What to produce:
Starting with the line containing "Mark one point on every instance of the flower" and continuing through the end of the records, write those lines out again, requests included, scaling every coordinate in the answers by 1.95 and rounding to whole numbers with halves going up. Leave the requests and their sample formats unchanged.

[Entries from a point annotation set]
********

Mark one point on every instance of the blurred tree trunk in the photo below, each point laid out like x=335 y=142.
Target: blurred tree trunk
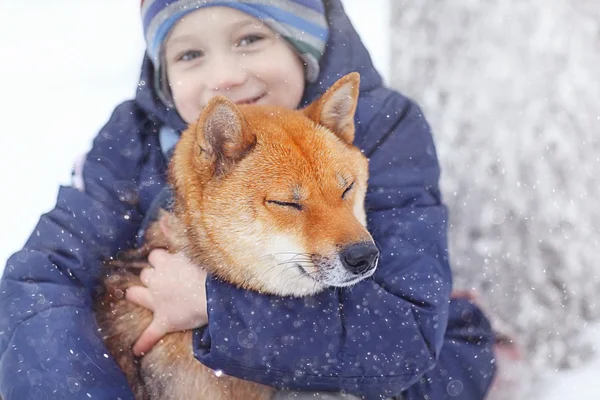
x=512 y=90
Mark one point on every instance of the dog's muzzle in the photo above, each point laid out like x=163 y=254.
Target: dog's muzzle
x=360 y=258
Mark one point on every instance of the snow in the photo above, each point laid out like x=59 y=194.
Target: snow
x=68 y=63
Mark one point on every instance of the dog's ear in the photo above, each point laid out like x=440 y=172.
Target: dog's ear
x=223 y=134
x=335 y=109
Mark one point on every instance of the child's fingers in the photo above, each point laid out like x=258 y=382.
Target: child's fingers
x=146 y=275
x=141 y=296
x=153 y=333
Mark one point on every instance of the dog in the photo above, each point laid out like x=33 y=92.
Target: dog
x=265 y=198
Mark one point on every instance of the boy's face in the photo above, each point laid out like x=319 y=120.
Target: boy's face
x=222 y=51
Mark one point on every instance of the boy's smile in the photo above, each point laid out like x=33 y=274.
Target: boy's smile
x=223 y=51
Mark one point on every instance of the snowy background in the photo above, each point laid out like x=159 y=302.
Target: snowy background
x=510 y=87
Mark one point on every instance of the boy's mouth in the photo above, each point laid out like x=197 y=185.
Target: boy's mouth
x=250 y=100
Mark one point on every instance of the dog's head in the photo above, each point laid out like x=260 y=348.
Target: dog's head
x=272 y=199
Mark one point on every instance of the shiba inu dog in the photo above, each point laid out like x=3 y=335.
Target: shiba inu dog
x=265 y=198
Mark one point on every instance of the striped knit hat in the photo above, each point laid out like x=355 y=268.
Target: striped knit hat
x=301 y=22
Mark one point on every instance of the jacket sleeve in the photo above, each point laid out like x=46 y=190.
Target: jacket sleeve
x=49 y=344
x=381 y=336
x=466 y=366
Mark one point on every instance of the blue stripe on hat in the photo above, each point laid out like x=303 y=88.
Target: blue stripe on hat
x=256 y=10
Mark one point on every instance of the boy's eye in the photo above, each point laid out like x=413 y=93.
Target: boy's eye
x=248 y=40
x=190 y=55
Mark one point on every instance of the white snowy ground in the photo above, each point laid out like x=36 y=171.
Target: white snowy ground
x=66 y=64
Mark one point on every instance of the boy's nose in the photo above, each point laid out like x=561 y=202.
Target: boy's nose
x=225 y=74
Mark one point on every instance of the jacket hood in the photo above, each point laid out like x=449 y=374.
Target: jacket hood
x=344 y=53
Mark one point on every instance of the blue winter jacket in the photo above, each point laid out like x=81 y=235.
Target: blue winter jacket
x=397 y=333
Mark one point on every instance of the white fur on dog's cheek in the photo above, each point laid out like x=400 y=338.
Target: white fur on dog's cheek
x=281 y=274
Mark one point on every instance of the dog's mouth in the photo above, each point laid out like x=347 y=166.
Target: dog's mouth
x=347 y=281
x=251 y=100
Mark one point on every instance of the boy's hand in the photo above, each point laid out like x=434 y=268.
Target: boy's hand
x=175 y=292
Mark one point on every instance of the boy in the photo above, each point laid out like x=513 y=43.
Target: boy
x=398 y=334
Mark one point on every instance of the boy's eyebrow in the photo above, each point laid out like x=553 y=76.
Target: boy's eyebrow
x=237 y=25
x=180 y=38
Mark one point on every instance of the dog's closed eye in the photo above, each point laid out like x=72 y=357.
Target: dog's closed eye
x=348 y=189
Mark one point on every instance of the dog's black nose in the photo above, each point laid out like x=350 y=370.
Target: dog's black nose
x=360 y=257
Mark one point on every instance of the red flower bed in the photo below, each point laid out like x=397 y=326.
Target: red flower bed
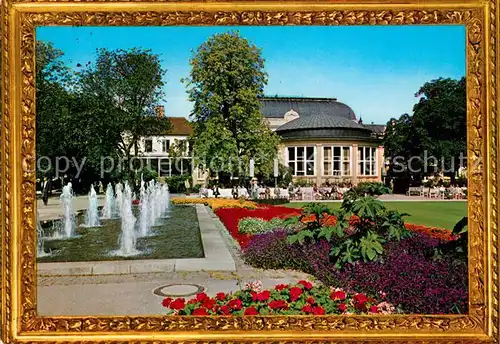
x=231 y=216
x=433 y=232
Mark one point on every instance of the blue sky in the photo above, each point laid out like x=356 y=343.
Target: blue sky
x=376 y=70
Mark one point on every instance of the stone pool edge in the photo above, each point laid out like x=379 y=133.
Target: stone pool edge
x=217 y=258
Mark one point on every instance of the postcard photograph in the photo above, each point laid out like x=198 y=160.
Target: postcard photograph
x=243 y=171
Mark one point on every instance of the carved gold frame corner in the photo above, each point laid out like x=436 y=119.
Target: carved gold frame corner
x=19 y=319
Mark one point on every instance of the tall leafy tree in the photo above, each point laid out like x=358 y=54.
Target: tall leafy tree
x=226 y=80
x=433 y=139
x=53 y=103
x=124 y=88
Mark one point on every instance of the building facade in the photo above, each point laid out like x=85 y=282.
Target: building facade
x=156 y=150
x=322 y=141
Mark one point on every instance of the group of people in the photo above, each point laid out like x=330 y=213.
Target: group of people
x=255 y=191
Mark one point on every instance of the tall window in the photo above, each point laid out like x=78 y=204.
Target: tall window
x=148 y=145
x=165 y=167
x=301 y=161
x=336 y=161
x=367 y=161
x=165 y=145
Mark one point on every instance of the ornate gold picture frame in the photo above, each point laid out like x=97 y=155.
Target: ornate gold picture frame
x=19 y=319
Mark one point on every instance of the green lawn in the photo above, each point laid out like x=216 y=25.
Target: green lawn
x=177 y=237
x=437 y=214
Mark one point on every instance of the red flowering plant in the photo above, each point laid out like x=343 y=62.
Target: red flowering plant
x=302 y=298
x=230 y=217
x=360 y=229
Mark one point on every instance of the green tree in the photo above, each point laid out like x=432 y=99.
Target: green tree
x=226 y=80
x=123 y=87
x=437 y=129
x=53 y=105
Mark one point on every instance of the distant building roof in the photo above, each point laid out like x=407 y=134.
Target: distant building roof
x=321 y=121
x=180 y=126
x=276 y=107
x=323 y=126
x=379 y=129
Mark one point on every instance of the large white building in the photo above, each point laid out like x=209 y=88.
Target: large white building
x=155 y=149
x=322 y=141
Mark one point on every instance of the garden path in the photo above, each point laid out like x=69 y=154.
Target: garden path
x=134 y=294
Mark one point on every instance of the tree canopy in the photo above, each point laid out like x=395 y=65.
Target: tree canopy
x=433 y=139
x=226 y=80
x=99 y=111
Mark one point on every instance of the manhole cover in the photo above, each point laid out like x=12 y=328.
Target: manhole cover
x=178 y=290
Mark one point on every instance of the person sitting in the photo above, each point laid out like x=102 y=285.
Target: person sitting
x=277 y=192
x=291 y=191
x=204 y=192
x=316 y=194
x=335 y=191
x=216 y=191
x=298 y=193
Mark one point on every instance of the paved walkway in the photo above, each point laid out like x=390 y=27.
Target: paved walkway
x=134 y=293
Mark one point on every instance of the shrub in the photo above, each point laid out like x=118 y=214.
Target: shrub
x=406 y=272
x=251 y=225
x=176 y=183
x=361 y=239
x=270 y=251
x=411 y=280
x=230 y=217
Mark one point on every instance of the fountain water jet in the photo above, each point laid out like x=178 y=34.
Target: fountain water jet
x=68 y=221
x=128 y=238
x=92 y=215
x=40 y=234
x=109 y=205
x=119 y=199
x=144 y=226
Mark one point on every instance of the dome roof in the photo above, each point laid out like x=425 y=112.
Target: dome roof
x=323 y=126
x=276 y=107
x=321 y=121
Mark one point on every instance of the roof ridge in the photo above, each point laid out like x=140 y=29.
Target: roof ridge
x=298 y=98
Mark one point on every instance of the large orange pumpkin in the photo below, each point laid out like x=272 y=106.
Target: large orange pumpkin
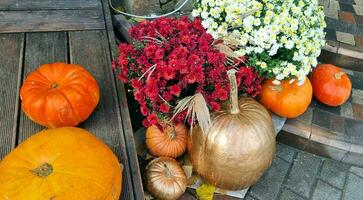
x=59 y=94
x=286 y=99
x=169 y=142
x=59 y=164
x=331 y=85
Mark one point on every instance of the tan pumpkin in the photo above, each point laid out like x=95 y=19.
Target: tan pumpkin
x=239 y=145
x=166 y=179
x=59 y=164
x=169 y=142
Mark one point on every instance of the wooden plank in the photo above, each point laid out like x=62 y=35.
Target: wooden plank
x=40 y=48
x=127 y=127
x=91 y=50
x=50 y=20
x=48 y=5
x=11 y=54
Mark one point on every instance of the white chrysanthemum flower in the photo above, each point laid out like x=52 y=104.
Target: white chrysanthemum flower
x=265 y=29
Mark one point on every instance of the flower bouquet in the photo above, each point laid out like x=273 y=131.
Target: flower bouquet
x=282 y=38
x=170 y=59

********

Correct response:
Mark one point on every instance of the flower bouquet in the photo above, each point laid out like x=273 y=131.
Target: flower bouquet
x=550 y=74
x=332 y=115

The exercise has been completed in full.